*** Supplied passage ***

# Fidelity

## Implementation

In [1]:
import os.path
import pandas as pd
import numpy as np
from os import listdir
from os.path import isfile, join

def bin_data(dt1, dt2, c = 10):
    dt1 = dt1.copy()
    dt2 = dt2.copy()
    # quantile binning of numerics
    num_cols = dt1.dtypes[dt1.dtypes!='object'].index
    for col in num_cols:
        # determine breaks based on `dt1`
        breaks = dt1[col].quantile(np.linspace(0, 1, c+1)).unique()
        dt1[col] = pd.cut(dt1[col], bins=breaks, include_lowest=True).astype(str)
        dt2_vals = pd.to_numeric(dt2[col], 'coerce')
        dt2_bins = pd.cut(dt2_vals, bins=breaks, include_lowest=True).astype(str)
        dt2_bins[dt2_vals < min(breaks)] = '_other_'
        dt2_bins[dt2_vals > max(breaks)] = '_other_'
        dt2[col] = dt2_bins
    # top-C binning of categoricals
    cat_cols = dt1.dtypes[dt1.dtypes=='object'].index
    for col in cat_cols:
        # determine top values based on `dt1`
        top_vals = dt1[col].value_counts().head(c).index.tolist()
        dt1[col].replace(np.setdiff1d(dt1[col].unique().tolist(), top_vals), '_other_', inplace=True)
        dt2[col].replace(np.setdiff1d(dt2[col].unique().tolist(), top_vals), '_other_', inplace=True)

***

**Actions to take:**
- A) Please rewrite the function in the fidelity code that begins "def bin_data(dt1, dt2, c = 10):" as a short list of the steps it performs.
- B) In the fidelity code, what is the default value of the parameter `c` in `bin_data`?
- C) Continue the fidelity code from its last line.
The entries after this come from a different source than the fidelity code.

*** Listed entries ***

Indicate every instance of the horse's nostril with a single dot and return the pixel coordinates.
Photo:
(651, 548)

***
*** Listed entries ***

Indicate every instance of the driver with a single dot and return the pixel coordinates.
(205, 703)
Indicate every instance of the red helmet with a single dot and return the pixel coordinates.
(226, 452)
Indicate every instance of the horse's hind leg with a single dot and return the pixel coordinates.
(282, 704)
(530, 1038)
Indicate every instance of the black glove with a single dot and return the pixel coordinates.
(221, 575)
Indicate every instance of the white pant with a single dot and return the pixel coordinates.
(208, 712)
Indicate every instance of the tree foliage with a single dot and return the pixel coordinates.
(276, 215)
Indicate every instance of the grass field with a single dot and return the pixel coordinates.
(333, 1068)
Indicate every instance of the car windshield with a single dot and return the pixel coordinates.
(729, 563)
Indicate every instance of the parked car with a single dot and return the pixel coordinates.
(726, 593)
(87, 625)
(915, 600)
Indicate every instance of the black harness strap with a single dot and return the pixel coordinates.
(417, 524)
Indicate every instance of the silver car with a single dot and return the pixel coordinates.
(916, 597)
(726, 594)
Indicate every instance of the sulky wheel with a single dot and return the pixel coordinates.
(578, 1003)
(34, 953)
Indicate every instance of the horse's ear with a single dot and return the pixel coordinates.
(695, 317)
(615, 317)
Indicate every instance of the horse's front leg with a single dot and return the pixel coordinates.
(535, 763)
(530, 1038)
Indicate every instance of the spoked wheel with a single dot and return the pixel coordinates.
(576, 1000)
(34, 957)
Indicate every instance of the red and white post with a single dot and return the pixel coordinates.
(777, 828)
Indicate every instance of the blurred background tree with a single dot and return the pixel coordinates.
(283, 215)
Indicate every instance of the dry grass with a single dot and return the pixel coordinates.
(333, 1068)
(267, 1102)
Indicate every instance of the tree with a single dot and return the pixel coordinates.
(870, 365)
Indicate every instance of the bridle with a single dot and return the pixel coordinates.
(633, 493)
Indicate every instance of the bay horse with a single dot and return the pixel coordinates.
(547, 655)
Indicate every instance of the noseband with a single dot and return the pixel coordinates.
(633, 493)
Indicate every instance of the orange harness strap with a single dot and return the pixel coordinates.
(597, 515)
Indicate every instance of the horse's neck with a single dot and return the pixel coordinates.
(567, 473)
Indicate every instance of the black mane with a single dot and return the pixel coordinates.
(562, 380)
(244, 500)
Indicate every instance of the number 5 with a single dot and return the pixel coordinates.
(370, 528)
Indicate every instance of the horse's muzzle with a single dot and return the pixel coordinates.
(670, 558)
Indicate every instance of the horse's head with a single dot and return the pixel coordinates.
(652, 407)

***
*** Listed entries ***

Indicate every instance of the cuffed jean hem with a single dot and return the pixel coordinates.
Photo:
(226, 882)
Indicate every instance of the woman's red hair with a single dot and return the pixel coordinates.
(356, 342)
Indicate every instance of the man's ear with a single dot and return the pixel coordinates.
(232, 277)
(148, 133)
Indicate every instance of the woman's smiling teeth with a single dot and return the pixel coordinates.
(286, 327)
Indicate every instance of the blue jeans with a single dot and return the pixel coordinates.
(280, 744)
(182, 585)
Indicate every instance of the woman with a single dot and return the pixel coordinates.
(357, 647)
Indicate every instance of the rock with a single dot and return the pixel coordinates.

***

**Expected answers:**
- A)
- Makes copies of both data frames, `dt1` and `dt2`.
- For each numeric column, computes quantile breaks from `dt1` (c + 1 points from 0 to 1, duplicates dropped).
- Cuts that column in both frames into bins using those breaks, stored as strings.
- In `dt2`, labels values below the lowest break or above the highest as `_other_`.
- For each categorical column, takes the top c most frequent values in `dt1`.
- In both frames, replaces every other value in that column with `_other_`.

- B) 10

- C)
    return [dt1, dt2]

def hellinger(p1, p2):
  return np.sqrt(1 - np.sum(np.sqrt(p1*p2)))

def kullback_leibler(p1, p2):
  idx = p1>0
  return np.sum(p1[idx] * np.log(p1[idx]/p2[idx]))

def jensen_shannon(p1, p2):
  m = 0.5 * (p1 + p2)
  return 0.5 * kullback_leibler(p1, m) + 0.5 * kullback_leibler(p2, m)

def fidelity(dt1, dt2, c = 100, k = 1):
    [dt1_bin, dt2_bin] = bin_data(dt1, dt2, c = c)
    # build grid of all cross-combinations
    cols = trn.columns
    interactions = pd.DataFrame(np.array(np.meshgrid(cols, cols, cols)).reshape(3, len(cols)**3).T)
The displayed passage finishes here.